Quante righe dei record contengono la stringa "component"? Contale distinguendo tra maiuscole e minuscole e scrivi solo il numero.

(Dati dell'esercizio):
========================

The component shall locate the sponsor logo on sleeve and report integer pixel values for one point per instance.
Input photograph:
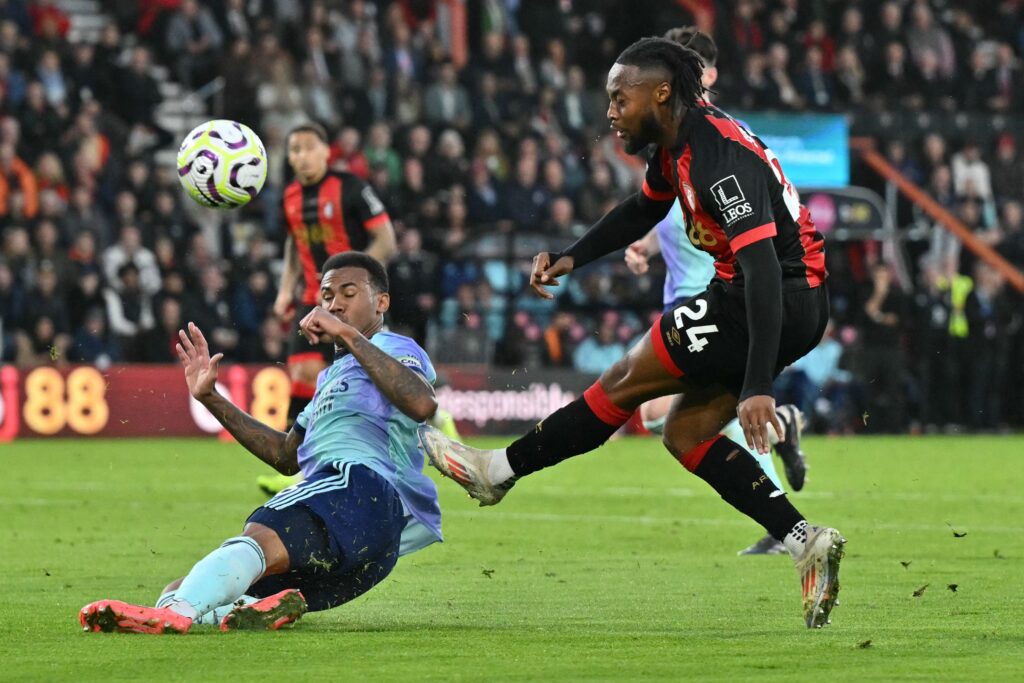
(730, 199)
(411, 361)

========================

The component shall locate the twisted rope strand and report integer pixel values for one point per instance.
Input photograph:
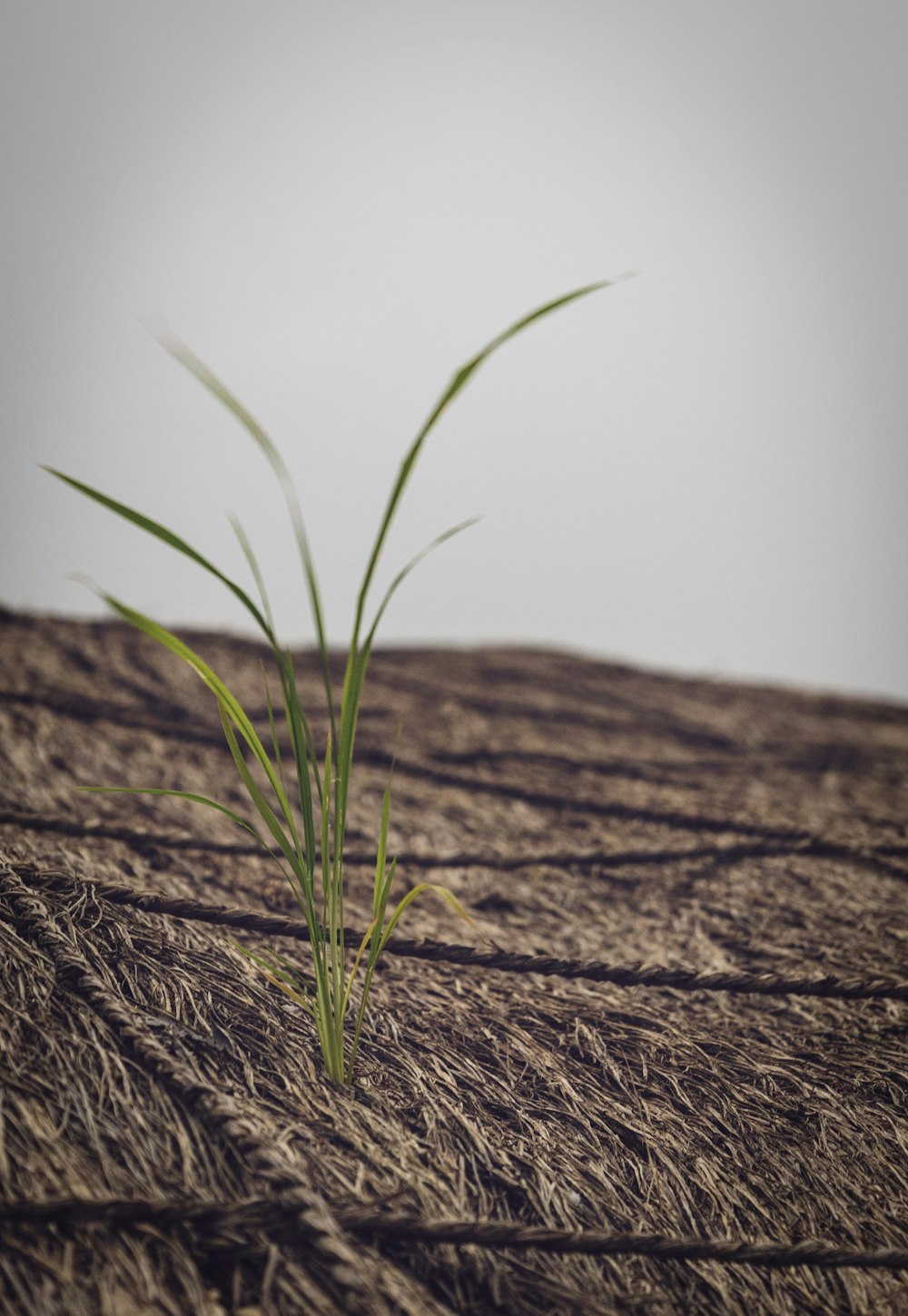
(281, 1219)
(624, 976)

========================

(Risposta all'esercizio): 2